Reproduce the data below with every "locate" swapped for "find", keeping all other text the same.

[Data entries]
★ ★ ★ ★
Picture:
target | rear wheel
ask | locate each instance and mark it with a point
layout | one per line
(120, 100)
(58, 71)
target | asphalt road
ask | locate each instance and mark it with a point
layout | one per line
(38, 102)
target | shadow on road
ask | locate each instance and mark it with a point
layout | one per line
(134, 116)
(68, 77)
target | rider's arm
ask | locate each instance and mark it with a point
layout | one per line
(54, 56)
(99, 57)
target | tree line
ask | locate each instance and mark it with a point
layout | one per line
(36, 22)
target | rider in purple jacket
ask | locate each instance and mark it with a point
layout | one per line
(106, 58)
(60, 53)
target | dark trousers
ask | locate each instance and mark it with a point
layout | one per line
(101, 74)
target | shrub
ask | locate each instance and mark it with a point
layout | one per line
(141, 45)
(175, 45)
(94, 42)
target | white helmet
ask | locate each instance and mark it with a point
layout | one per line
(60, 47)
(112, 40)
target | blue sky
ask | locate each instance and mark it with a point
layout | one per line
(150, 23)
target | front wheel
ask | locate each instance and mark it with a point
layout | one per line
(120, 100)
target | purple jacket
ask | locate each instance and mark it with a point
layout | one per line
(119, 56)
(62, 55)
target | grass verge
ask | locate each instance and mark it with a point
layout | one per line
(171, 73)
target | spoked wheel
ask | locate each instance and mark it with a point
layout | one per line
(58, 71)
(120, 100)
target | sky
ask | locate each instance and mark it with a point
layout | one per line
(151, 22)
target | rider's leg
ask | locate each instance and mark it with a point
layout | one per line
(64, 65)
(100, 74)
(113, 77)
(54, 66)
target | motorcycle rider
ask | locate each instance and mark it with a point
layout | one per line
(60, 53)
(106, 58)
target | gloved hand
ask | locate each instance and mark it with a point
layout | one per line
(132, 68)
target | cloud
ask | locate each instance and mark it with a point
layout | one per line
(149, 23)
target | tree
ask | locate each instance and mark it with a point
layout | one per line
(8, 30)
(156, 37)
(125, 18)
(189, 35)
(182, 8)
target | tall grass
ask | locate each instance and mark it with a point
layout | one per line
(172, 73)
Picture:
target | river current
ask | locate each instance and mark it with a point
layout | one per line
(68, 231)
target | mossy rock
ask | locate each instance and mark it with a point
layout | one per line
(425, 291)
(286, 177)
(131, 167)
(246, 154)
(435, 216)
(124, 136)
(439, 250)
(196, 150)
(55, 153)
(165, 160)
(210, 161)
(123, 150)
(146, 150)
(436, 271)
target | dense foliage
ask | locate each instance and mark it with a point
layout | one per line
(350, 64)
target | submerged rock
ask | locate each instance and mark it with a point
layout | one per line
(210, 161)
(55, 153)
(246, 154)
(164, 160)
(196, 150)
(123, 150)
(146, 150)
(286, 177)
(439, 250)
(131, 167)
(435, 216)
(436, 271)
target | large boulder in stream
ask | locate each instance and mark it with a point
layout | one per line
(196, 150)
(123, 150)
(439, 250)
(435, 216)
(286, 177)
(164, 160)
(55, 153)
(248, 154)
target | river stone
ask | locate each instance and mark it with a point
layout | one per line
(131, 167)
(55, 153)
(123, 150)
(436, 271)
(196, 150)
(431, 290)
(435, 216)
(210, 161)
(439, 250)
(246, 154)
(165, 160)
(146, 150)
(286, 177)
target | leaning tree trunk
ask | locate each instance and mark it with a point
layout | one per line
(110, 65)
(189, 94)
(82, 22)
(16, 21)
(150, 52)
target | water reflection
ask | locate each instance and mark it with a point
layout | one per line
★ ★ ★ ★
EXPECTED ANSWER>
Picture:
target | rear wheel
ask | find each instance and mark it with a point
layout | one per line
(120, 100)
(58, 71)
target | asphalt road
ask | find each instance and mark it with a point
layout | one per line
(38, 102)
target | shadow on road
ask | find each instance and mark it with a point
layout | one per line
(134, 116)
(68, 77)
target | rider's arm
ask | find each instance and mark it with a point
layout | one per line
(54, 56)
(99, 57)
target | tree line
ask | find each instance and mark it with a point
layout | one per line
(36, 22)
target | rider in purple jacket
ask | find each instance and mark it with a point
layout | one per line
(106, 58)
(60, 53)
target | dark trousers
ask | find each instance and mark it with a point
layout | one per line
(101, 74)
target | shrub
ask | find each instance and mark it with a point
layout | one per line
(141, 45)
(175, 45)
(94, 42)
target | white helmet
ask | find each instance and mark it with a point
layout | one per line
(60, 47)
(112, 40)
target | blue sky
ask | find each instance and mark it with a point
layout | one per line
(150, 23)
target | front wheel
ask | find each instance and mark it with a point
layout | one per line
(120, 100)
target | purple jacket
ask | find each instance and mark it with a point
layout | one per line
(119, 56)
(62, 55)
target | grass verge
ask | find each instance and mark it with a point
layout | one per line
(171, 73)
target | spoked wheel
ask | find each instance and mark it with a point
layout | one per line
(58, 71)
(120, 100)
target | sky
ask | find each instance and mark it with a point
layout | one per line
(151, 22)
target | rider's leg
ask | find each instance and mark it with a point
layout | one per line
(64, 65)
(100, 74)
(113, 77)
(54, 66)
target | motorcycle rider
ask | find each instance and mark it with a point
layout | one per line
(60, 53)
(106, 58)
target | gloved hand
ask | find each instance and mark it with a point
layout | one per line
(132, 68)
target | cloud
ask | find each instance and mark it with a point
layout | one per line
(149, 23)
target | tree
ask | find each instance and mark it with a point
layout | one per line
(8, 30)
(156, 37)
(125, 18)
(189, 35)
(182, 8)
target | tall grass
ask | find each instance and mark it with a point
layout | one per line
(172, 73)
Picture:
target | river current
ask | find each instance and mark it with a point
layout | one per line
(68, 231)
target | mossy rock
ask | find each instance and mark it with a point
layout | one per line
(425, 291)
(286, 177)
(131, 167)
(246, 154)
(435, 216)
(124, 136)
(439, 250)
(196, 150)
(55, 153)
(165, 160)
(210, 161)
(123, 150)
(146, 150)
(436, 271)
target | dense foliage
ask | find each instance and mark it with a point
layout | one per line
(350, 64)
target | submerged rock
ask | find each instance and mark it with a point
layout | one per line
(210, 161)
(55, 153)
(246, 154)
(164, 160)
(196, 150)
(123, 150)
(146, 150)
(286, 177)
(439, 250)
(131, 167)
(435, 216)
(436, 271)
target | large boulder in stream
ask | find each instance and mark it with a point
layout | one per line
(196, 150)
(123, 150)
(439, 250)
(435, 216)
(286, 177)
(164, 160)
(55, 153)
(248, 154)
target | river stone
ask | find each instance and mark it with a point
layout | one per line
(131, 167)
(55, 153)
(123, 150)
(436, 271)
(196, 150)
(431, 290)
(435, 216)
(210, 161)
(439, 250)
(246, 154)
(165, 160)
(146, 150)
(286, 177)
target | leaning tree trunk
ask | find each instance and mark it with a point
layout | one per line
(110, 65)
(189, 94)
(82, 22)
(16, 21)
(150, 52)
target | water reflection
ask | find each instance and mark it with a point
layout | one per line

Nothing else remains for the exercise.